SELECTED EXCERPT
=======

The New Daddy Blues
Welcoming a new baby into the world is supposed to be one of the happiest times of our lives. But for certain women, all those changes coming at once can bring on symptoms of anxiety and depression. It’s known as the “baby blues.” The more-serious version of it is postpartum depression. Now, studies have shown that women aren’t alone—some men are susceptible, as well.
A recent study shows that paternal postnatal depression (PPND) affects 5-10% of new fathers. That’s only about 5% less than the depression rates for new moms, according to figures published online by the Centers for Disease Control and Prevention (CDC).
“When a baby arrives, it’s a huge change to the family,” said Diane Kay-Daigle, a licensed clinical social worker (LCSW) at Mount Desert Island Hospital. “It’s a world-shaker for the mom and the dad.”
According to Kay-Daigle, when a mom or dad has the “baby blues,” they may have depressed thoughts but are still able to carry on with their daily activities. These feelings typically occur shortly after birth but generally balance themselves out by the end of the two-month mark.
The signs and symptoms of postpartum depression are more intense and can include severe mood swings, difficulty in bonding with your baby, severe anxiety and panic attacks or even thoughts of suicide. They can also last longer, up to a year after a baby is born.
“A lot of men and women just feel like this is supposed to be a difficult time, so we’re just going to kind of muddle our way through it,” Kay-Daigle explained. “Also, if a mom has depression, the dad has to take on a lot of the responsibilities and that can take a toll on their mental health.”
A dramatic drop in hormones after childbirth is often a catalyst for postpartum depression in women.
For men, environmental factors are the primary trigger for perinatal depression, which includes the pregnancy.
“These are significant life changes,” said Dr. David Prescott, a clinical psychologist and the director of healthcare studies at Husson University. “Increased stress, disruption in sleep, and disruption in normal ways of coping with stress all play a role.”
Additionally, said Prescott, there are factors that can put new fathers at an even greater risk of postpartum depression. Those include living apart from the baby and mother, having a child with behavioral problems, or becoming a father at a young age.

=======

USING THE INFORMATION
[a] Do these statements agree with the article on paternal postnatal depression? Answer yes or no for each and quote the words of the article that decide it. (i) Paternal postnatal depression affects 5-10% of new fathers. (ii) "Baby blues" feelings generally balance out by the end of six months. (iii) For men, a drop in hormones is the primary trigger for perinatal depression.
[b] In the article on paternal postnatal depression, at which hospital does Diane Kay-Daigle work?
[c] How might the article on paternal postnatal depression go on after its last sentence? Continue it from there.
The entries play no part in this.

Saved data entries
=======

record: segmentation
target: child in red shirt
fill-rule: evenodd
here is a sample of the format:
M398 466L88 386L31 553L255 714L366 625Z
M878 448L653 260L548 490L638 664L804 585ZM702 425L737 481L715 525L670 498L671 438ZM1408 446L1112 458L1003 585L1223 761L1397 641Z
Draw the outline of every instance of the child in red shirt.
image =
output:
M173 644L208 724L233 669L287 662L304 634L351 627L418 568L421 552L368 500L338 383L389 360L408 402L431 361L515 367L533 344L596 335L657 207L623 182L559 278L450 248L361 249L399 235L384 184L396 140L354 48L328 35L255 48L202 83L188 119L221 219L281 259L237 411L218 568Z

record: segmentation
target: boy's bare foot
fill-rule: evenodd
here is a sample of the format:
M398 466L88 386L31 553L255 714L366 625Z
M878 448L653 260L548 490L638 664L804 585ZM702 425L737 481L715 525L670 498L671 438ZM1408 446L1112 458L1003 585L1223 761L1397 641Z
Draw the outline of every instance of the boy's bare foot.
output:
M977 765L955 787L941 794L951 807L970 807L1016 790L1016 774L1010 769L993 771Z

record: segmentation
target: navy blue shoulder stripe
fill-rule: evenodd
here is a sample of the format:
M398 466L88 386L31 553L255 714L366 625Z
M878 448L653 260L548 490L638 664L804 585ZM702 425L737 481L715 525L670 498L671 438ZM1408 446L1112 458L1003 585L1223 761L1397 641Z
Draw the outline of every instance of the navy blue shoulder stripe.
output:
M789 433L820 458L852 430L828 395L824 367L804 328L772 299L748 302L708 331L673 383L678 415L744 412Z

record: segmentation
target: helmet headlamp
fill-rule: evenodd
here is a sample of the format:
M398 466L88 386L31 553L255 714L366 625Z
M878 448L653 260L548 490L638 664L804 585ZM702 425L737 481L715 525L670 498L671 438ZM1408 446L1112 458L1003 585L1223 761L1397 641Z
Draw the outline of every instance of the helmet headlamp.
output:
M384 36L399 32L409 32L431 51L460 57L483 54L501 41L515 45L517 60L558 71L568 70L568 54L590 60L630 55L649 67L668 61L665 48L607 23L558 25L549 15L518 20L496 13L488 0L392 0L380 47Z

=======

OUTPUTS BY TASK
[a]
(i) Yes: "paternal postnatal depression (PPND) affects 5-10% of new fathers."
(ii) No: "generally balance themselves out by the end of the two-month mark."
(iii) No: "For men, environmental factors are the primary trigger for perinatal depression."

[b] Mount Desert Island Hospital.

[c]
In fact, research shows those first few years of parenthood may actually be the riskiest for young dads in particular. According to one study, the symptoms of depression increased on average by 68% during the first five years of fatherhood for men who were around 25 years old, when they became fathers and lived with their children.
So why aren’t we hearing more about PPND?
“I think a lot of times, dads get overlooked,” said Kay-Daigle. “When mothers go to their well-baby checks and their postpartum doctor’s appointments, their providers are screening for depression. Dads don’t have that kind of contact with a provider after delivery so it’s not necessarily on anyone’s radar.”
“I think many fathers may be in denial,” said Prescott. “Or in some cases, dads feel like there are so many demands on them and their partners that they don’t want to ‘complain’ about their mood.”
PPND symptoms can also be mistaken or misconstrued. “Irritability and anger can be symptoms of depression,” said Kay-Daigle. “Having less of a threshold for anger outbursts or frustration tolerances can be something we see more in men than women.”
“Cultural norms such as ‘men don’t cry’ or ‘men shouldn’t be allowed to show their emotion’ will impact how symptoms of depression play out,” added Prescott. “All of us, men and women, have to learn to recognize when we are depressed. We have to learn to think about depression as a problem that benefits from professional diagnosis and treatment and that it’s not something that you have to learn to live with.”
And unlike the baby blues, postpartum depression can develop up to a year after a baby is born. “For instance, when a mom returns to work at 12 weeks, that can add additional stressors,” said Kay-Daigle. “It’s really something to be aware of, not just in the first six to eight week range.”
“There’s a huge stigma in our culture towards seeking help for mental health,” she added. “People would be feeling better, sooner, if they were addressing their mental health. If you had a physical health symptom that wasn’t going away, you would go to see your provider. It should be the same with mental health.”